**AIM OF THE TASK:** In the data that follows, find the line containing "can you locate the bird's neck"; then quote that line and every line after it, exactly, through the last one.
+ + + + + + +
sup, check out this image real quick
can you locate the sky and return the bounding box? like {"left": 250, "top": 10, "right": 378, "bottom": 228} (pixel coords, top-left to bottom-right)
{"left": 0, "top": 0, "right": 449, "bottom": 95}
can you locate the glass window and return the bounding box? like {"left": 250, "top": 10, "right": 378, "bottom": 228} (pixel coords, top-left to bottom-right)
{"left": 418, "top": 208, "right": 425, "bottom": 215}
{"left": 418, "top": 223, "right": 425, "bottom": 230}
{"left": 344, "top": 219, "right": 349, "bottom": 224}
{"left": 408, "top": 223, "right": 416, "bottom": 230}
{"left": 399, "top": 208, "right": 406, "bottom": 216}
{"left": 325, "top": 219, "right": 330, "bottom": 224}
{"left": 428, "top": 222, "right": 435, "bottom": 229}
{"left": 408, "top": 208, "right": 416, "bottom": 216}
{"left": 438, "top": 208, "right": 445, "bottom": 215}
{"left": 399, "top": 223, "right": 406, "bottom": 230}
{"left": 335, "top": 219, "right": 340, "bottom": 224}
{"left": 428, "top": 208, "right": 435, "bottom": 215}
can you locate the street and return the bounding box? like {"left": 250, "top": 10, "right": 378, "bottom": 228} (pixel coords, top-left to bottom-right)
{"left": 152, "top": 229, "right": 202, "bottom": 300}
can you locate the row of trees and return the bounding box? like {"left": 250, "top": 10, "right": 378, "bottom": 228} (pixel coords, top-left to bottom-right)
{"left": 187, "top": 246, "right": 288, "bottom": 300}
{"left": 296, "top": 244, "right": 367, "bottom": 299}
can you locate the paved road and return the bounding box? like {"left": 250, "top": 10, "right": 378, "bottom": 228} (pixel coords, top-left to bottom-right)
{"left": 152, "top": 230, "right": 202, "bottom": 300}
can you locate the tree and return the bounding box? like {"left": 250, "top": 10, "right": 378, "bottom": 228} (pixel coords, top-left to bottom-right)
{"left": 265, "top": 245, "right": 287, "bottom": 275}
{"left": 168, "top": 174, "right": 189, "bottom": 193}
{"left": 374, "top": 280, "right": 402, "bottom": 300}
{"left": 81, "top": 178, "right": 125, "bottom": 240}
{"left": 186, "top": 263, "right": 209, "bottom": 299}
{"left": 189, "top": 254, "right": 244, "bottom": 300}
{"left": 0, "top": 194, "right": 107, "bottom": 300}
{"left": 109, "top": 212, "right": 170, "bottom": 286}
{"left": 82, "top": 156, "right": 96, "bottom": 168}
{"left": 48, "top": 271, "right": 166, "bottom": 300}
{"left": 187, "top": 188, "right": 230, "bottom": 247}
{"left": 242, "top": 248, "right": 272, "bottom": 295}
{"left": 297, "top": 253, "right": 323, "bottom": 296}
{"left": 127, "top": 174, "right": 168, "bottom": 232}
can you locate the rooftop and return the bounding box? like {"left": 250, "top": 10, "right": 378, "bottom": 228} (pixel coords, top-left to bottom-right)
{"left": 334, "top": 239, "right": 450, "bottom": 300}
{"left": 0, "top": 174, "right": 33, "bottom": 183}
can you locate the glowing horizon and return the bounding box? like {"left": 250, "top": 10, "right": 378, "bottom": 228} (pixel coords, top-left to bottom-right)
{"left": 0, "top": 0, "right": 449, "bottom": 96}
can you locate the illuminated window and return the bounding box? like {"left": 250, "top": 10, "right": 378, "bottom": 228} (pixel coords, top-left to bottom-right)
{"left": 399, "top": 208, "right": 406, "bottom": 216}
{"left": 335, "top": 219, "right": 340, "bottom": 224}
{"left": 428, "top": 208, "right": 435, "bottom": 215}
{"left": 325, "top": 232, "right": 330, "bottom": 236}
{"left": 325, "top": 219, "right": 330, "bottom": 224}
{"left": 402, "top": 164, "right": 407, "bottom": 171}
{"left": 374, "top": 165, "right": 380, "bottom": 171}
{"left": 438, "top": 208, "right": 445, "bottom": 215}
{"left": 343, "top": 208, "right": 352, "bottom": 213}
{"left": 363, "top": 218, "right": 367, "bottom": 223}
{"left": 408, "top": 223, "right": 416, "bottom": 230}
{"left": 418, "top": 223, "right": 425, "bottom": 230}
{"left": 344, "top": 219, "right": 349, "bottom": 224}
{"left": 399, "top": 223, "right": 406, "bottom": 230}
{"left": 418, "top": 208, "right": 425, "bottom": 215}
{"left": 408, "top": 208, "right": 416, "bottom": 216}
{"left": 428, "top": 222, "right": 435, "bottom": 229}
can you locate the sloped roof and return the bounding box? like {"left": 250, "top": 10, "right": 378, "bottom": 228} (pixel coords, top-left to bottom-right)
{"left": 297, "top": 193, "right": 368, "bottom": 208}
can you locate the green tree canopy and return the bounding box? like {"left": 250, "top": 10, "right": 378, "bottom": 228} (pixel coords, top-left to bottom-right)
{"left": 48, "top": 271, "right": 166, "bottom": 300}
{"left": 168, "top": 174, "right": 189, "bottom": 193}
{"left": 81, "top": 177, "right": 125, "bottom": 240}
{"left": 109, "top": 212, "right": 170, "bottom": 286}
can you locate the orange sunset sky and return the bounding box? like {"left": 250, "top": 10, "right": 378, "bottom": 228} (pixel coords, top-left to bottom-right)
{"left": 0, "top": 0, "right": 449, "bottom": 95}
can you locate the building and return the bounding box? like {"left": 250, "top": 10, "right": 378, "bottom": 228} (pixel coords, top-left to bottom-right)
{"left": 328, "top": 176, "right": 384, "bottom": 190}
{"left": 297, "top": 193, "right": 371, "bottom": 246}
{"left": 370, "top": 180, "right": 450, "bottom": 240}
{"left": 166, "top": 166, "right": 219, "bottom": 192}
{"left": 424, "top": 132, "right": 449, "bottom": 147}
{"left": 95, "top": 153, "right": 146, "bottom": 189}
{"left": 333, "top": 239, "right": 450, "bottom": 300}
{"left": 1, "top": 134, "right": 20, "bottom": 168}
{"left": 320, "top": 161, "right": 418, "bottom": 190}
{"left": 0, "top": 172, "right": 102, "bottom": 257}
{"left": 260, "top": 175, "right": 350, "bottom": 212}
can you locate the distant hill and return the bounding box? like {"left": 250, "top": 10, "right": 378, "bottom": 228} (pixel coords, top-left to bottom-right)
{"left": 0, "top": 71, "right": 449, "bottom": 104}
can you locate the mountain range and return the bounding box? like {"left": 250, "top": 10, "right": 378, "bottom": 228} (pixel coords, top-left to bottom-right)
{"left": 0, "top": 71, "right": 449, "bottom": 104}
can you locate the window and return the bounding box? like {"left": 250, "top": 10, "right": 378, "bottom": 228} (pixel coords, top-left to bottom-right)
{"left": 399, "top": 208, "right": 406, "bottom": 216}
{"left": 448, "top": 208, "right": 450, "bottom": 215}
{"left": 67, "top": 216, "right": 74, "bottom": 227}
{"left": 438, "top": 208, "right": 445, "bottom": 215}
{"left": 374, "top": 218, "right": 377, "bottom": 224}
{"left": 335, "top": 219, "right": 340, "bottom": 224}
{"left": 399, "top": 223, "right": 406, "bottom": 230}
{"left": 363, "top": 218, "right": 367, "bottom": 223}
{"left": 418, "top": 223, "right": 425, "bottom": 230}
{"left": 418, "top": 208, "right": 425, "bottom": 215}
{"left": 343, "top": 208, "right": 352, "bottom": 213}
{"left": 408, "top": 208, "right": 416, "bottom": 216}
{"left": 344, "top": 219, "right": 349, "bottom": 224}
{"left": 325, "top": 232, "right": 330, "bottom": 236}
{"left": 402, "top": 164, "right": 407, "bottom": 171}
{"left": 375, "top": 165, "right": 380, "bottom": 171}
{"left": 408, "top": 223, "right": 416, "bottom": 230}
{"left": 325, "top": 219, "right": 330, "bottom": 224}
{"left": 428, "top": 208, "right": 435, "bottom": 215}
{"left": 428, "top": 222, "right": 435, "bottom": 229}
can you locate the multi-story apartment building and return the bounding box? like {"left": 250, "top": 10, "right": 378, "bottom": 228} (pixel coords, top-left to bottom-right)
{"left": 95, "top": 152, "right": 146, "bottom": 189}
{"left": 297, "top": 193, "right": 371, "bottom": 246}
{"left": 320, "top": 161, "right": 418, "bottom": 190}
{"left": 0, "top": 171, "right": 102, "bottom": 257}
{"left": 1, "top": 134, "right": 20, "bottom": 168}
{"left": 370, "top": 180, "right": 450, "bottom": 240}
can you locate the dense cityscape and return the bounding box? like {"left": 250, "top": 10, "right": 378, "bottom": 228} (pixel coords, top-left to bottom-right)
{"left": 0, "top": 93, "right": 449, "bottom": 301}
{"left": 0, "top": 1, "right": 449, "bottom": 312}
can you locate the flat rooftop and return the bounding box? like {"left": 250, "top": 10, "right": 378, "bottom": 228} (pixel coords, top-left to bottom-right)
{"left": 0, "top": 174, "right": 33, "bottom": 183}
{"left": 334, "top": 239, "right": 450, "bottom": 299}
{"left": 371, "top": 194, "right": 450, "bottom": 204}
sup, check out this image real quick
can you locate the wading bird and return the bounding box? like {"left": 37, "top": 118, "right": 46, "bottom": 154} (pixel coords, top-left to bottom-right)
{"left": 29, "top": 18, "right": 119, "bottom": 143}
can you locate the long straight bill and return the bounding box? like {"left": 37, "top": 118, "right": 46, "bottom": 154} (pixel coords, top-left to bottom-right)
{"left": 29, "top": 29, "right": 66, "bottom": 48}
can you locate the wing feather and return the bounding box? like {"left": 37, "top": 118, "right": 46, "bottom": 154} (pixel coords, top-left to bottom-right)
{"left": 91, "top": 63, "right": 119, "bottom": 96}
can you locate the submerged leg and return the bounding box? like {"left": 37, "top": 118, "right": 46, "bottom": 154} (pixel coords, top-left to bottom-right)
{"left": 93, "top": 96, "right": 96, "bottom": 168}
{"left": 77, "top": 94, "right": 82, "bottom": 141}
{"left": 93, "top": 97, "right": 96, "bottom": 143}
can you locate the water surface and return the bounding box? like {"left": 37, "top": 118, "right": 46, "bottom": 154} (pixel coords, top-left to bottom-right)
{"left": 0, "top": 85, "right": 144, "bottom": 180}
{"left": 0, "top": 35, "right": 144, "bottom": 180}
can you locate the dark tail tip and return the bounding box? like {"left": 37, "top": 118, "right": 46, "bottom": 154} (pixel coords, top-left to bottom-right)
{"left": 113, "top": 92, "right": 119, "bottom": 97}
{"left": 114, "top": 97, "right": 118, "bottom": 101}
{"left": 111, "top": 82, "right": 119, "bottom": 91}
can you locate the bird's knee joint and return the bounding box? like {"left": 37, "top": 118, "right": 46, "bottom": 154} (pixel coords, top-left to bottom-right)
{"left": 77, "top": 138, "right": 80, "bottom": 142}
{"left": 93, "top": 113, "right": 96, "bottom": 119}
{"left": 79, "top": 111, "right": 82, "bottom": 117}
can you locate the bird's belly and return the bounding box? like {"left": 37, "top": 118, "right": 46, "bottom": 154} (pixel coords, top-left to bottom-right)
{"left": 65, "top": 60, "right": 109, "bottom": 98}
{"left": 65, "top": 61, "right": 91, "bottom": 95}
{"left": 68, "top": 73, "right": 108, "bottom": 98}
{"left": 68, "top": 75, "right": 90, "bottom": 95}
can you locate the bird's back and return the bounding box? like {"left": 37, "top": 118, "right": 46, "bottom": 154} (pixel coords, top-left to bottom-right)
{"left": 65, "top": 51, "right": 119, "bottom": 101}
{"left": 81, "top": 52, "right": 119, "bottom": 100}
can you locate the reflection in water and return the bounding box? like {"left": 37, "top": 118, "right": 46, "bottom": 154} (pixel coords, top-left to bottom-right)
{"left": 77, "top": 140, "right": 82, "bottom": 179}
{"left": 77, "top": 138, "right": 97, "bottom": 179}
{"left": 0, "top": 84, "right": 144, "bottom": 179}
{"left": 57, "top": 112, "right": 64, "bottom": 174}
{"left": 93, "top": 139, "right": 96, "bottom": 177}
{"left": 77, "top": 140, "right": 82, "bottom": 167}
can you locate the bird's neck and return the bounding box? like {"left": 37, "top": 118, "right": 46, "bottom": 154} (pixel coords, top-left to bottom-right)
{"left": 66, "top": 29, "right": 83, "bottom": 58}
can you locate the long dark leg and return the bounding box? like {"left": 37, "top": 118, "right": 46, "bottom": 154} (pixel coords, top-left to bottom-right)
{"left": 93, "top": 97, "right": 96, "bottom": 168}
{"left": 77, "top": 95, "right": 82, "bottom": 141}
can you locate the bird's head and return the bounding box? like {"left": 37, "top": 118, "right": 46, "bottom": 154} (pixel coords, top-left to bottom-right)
+ + + + + + +
**RESULT:**
can you locate the bird's neck and return the bounding box? like {"left": 37, "top": 118, "right": 46, "bottom": 154} (pixel coords, top-left to bottom-right)
{"left": 66, "top": 29, "right": 83, "bottom": 58}
can you locate the long dark leg and return the bounding box? like {"left": 37, "top": 118, "right": 46, "bottom": 154} (pixel coords, top-left to bottom-right)
{"left": 93, "top": 97, "right": 96, "bottom": 168}
{"left": 77, "top": 95, "right": 82, "bottom": 141}
can you locate the bird's head and return the bounding box? like {"left": 37, "top": 118, "right": 46, "bottom": 154} (pixel coords, top-left to bottom-right)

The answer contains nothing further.